Problem to work on => Of the material below, the lines to be retyped are those from the line containing "Q: Locate the small" through the line containing "Q: Locate the white", inclusive; reproduce them exactly.

▬▬▬▬▬▬▬▬▬▬

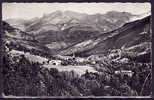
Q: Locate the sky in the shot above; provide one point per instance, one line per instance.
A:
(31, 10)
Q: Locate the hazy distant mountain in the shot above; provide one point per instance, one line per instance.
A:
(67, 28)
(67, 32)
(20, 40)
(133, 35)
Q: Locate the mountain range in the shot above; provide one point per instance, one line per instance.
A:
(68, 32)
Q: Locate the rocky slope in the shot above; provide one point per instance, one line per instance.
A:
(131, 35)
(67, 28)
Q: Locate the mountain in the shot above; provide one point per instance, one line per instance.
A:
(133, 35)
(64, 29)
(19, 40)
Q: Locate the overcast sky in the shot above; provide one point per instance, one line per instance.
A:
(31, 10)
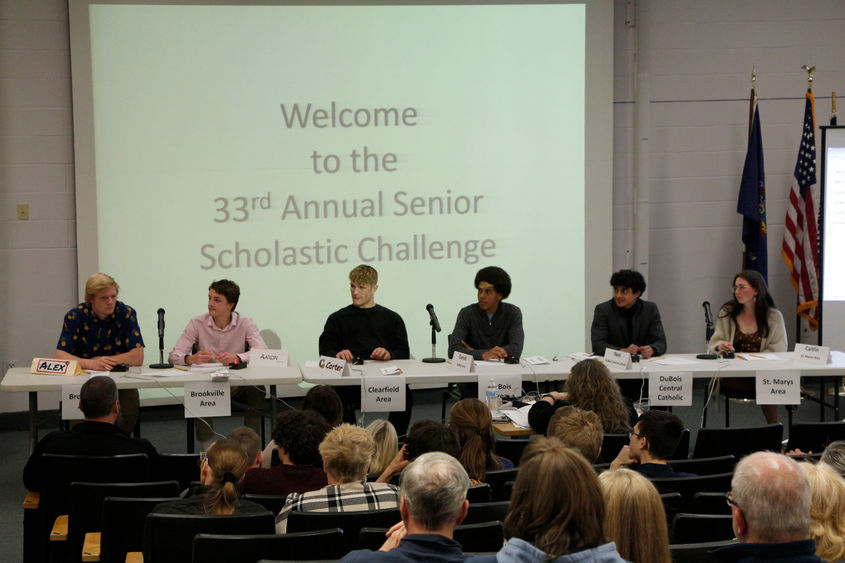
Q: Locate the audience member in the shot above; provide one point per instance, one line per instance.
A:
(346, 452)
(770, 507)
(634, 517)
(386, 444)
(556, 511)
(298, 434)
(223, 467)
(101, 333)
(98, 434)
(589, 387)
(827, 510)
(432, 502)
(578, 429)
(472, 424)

▬▬▬▬▬▬▬▬▬▬

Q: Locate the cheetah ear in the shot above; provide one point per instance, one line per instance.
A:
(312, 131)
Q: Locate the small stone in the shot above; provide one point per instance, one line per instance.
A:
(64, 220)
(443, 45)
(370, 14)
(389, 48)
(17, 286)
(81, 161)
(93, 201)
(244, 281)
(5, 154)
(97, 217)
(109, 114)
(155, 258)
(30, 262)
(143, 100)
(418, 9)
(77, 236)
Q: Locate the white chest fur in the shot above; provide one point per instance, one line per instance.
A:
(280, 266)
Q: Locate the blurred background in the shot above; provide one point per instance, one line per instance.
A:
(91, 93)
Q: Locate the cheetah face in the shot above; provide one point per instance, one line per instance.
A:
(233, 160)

▬▬▬▬▬▬▬▬▬▬

Response to the exercise =>
Q: Locate the small stone in the shot above; provide one point per instance, one line per instance.
A:
(64, 220)
(443, 45)
(370, 14)
(389, 48)
(17, 286)
(81, 161)
(93, 201)
(244, 281)
(5, 154)
(97, 217)
(109, 114)
(155, 258)
(30, 262)
(143, 100)
(418, 9)
(77, 236)
Q: Locate the white chest fur in the shot above; provide one point per instance, one line per instance.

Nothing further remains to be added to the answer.